§ **Source text**:
____

On 10 October 2019, a day after the police publicized a warrant for his arrest, Sathiaraj was arrested at Bandar Puchong Jaya following a tip-off to the police. Sathiaraj was tested positive for methamphetamine, and the police probed the family of Wong, none of whom knew Sathiaraj prior to the murder. Sathiaraj, who was homeless at the time of the offence, was detained for at least a week to assist in investigations.

It was confirmed 11 days later that Sathiaraj would be charged with the sodomy, rape and murder of Wong Chooi. It was confirmed by police investigators at this stage that Wong was allegedly killed by Sathiaraj after he raped and sodomized her.

On 22 October 2019, 27-year-old K. Sathiaraj was arraigned for one count of murder, one count of carnal intercourse and one count of rape at a magistrate's court in Ampang. If Sathiaraj was found guilty of the murder of Wong Chooi under Section 302 of the Penal Code, he would be sentenced to death. Both Section 376 (1) and Section 377C of the Penal Code provides for a sentence of not less than five years and not more than 20 years in jail, in addition to caning. Sathiaraj was not allowed bail, and he was therefore remanded in prison while awaiting trial. He reportedly did not plead guilty to the charges.

==Trial of K. Sathiaraj==

K. Sathiaraj

On 2 December 2021, K. Sathiaraj stood trial at the Shah Alam High Court for the rape and murder of 85-year-old Wong Chooi. Sathiaraj pleaded guilty to the charges of sodomy and rape, but he pleaded not guilty and claimed trial for the final charge of murder. Sathiaraj was therefore convicted and sentenced to 13 years' imprisonment and five strokes of the cane by Justice Datuk Ab Karim Ab Rahman, the same judge who presided over his murder trial, which oversaw 19 prosecution witnesses and one defence witness summoned to court to testify. Defence lawyer Saladin Mohd Yasin represented Sathiraj while the prosecution was led by Deputy Public Prosecutor Heikal Ismail.

____

§ **Requests**:
1) Output everything in the account of the Wong Chooi murder case from "On 2 December" down to "Prosecutor Heikal Ismail.".
2) Go on with the account of the Wong Chooi murder case, picking up right after its last sentence.
The rows below the account of the Wong Chooi murder case aren't needed for anything here.

§ **Data lines**:
____

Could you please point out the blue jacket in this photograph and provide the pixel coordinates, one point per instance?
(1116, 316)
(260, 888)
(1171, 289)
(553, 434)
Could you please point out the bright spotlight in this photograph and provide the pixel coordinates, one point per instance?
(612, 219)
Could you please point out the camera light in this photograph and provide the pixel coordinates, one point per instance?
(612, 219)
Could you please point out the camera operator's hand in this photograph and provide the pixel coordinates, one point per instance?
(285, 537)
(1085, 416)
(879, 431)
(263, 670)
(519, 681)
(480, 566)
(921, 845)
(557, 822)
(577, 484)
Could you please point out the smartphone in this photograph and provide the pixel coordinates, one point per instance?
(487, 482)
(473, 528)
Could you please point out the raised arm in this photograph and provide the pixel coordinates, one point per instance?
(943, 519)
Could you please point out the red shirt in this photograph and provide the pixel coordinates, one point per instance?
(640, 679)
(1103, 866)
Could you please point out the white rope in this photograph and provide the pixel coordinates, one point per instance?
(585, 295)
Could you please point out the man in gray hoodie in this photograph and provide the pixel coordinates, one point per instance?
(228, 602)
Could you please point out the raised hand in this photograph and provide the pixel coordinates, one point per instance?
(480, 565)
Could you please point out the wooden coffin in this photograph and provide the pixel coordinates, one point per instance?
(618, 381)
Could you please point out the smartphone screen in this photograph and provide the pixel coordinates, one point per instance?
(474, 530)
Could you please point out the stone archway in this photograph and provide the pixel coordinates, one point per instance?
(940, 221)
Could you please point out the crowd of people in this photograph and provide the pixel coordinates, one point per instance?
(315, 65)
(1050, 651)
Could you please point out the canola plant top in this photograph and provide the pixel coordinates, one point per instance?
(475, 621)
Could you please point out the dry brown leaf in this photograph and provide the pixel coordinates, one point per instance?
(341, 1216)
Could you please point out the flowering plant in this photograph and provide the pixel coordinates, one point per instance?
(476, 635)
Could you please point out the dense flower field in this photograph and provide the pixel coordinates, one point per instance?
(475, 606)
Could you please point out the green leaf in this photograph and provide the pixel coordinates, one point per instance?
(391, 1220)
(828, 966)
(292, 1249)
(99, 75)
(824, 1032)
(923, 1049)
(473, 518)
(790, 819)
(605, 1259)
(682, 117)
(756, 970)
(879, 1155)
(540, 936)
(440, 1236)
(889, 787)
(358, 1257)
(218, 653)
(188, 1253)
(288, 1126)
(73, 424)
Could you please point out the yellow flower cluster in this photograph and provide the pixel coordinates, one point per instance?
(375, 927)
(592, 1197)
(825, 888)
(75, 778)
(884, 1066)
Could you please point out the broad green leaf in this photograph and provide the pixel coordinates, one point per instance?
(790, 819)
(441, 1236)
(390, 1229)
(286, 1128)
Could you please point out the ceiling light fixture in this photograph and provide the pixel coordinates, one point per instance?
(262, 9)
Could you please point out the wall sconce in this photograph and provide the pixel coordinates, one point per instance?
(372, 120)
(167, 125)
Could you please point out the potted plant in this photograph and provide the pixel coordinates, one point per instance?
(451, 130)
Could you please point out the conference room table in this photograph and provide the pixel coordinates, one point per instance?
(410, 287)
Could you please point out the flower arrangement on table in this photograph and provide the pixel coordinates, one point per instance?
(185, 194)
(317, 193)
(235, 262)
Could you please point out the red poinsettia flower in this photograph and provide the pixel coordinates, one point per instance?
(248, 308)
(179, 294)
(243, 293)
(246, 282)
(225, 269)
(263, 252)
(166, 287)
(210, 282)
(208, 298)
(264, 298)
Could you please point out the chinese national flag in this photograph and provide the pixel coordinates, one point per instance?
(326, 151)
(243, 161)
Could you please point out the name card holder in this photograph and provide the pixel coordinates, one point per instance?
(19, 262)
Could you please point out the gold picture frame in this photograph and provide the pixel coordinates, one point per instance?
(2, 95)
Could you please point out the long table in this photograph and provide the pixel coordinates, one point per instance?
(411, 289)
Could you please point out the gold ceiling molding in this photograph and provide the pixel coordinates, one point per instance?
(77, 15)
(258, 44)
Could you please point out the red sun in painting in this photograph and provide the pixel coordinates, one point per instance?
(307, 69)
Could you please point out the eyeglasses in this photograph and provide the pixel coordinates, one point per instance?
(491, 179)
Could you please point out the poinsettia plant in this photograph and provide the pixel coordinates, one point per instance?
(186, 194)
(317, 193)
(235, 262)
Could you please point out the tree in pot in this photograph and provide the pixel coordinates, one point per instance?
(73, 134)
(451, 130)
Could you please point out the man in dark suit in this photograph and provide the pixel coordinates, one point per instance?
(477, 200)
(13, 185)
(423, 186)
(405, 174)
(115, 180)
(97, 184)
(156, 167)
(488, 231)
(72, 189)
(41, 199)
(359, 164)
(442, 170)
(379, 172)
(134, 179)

____

§ **Answers to each task**:
1)
On 2 December 2021, K. Sathiaraj stood trial at the Shah Alam High Court for the rape and murder of 85-year-old Wong Chooi. Sathiaraj pleaded guilty to the charges of sodomy and rape, but he pleaded not guilty and claimed trial for the final charge of murder. Sathiaraj was therefore convicted and sentenced to 13 years' imprisonment and five strokes of the cane by Justice Datuk Ab Karim Ab Rahman, the same judge who presided over his murder trial, which oversaw 19 prosecution witnesses and one defence witness summoned to court to testify. Defence lawyer Saladin Mohd Yasin represented Sathiraj while the prosecution was led by Deputy Public Prosecutor Heikal Ismail.

2)
The trial court was told that on the date of the murder, Sathiaraj had broken into Wong's flat to commit robbery, and in furtherance of the robbery bid, Sathiaraj restrained Wong by tying her hands up and also taped up her mouth and stuffed cloth inside her mouth to prevent her from screaming. Sathiaraj also reportedly proceeded to rape Wong and perform carnal intercourse on Wong, who suffocated and later died as a result. Sathiaraj stole a gold chain after raping and sodomising the elderly woman, and after committing the crime, Sathiaraj met up with a friend and since he did not have an identity card, Sathiaraj entrusted the friend to help him pawn the gold chain. Sathiaraj was called to enter his defence in the middle of his trial, and he tried to argue that he was under the influence of drugs at the time of the murder, which led to him suffering from diminished responsibility, and he claimed he was not fully conscious of his actions when the crime happened.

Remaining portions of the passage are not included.